Instruction for the entries that follow: retype exactly the lines from the line with "Target: small leaf" to the line with "Target: green leaf", both included, and omit all others.

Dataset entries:

——

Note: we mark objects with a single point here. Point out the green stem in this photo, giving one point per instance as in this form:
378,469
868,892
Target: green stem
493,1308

——

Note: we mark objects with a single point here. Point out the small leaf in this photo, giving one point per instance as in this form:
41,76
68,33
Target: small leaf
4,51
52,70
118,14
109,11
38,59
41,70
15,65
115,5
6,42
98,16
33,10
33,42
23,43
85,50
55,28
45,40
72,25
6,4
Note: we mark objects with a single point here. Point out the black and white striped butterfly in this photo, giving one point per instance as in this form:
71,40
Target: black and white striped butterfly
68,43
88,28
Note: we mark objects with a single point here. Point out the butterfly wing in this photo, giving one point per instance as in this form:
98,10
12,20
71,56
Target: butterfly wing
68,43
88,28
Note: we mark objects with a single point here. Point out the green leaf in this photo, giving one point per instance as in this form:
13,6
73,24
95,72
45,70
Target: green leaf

——

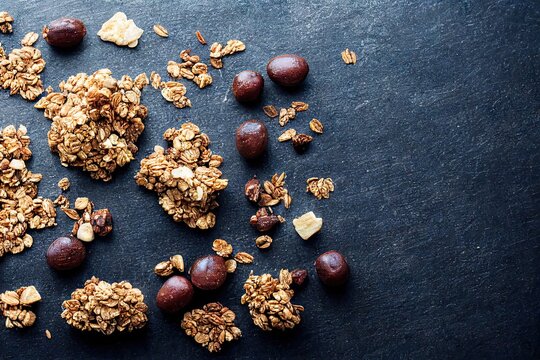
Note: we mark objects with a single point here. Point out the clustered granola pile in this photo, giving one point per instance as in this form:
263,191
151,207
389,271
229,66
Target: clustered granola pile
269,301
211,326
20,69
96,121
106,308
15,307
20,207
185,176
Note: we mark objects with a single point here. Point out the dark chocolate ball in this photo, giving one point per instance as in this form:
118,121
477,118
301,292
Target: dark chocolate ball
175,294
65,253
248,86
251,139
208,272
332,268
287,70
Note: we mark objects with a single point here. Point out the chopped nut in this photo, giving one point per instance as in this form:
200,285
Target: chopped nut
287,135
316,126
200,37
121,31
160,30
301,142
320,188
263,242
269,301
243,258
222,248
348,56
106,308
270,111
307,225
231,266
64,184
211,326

——

(Solution for this exercise)
Target: small leaf
4,51
52,70
118,14
109,11
38,59
41,70
15,65
115,5
6,42
98,16
33,10
33,42
23,43
85,50
55,28
45,40
72,25
6,4
Note: we mark objects with a single point here. Point out the black and white striped butterfly in this photo, giving one point per instance as in this form:
71,40
Target: black and white striped butterfly
68,43
88,28
Note: we mark objects with a single point here. Point out the butterfly wing in this photo, giving one point per instance as in this form:
98,10
12,20
71,56
Target: butterfly wing
68,43
88,28
Note: we mark objects with a single point here. Point out the green leaf in this photo, giving one point per instance as in this form:
13,6
73,24
95,72
45,70
Target: green leaf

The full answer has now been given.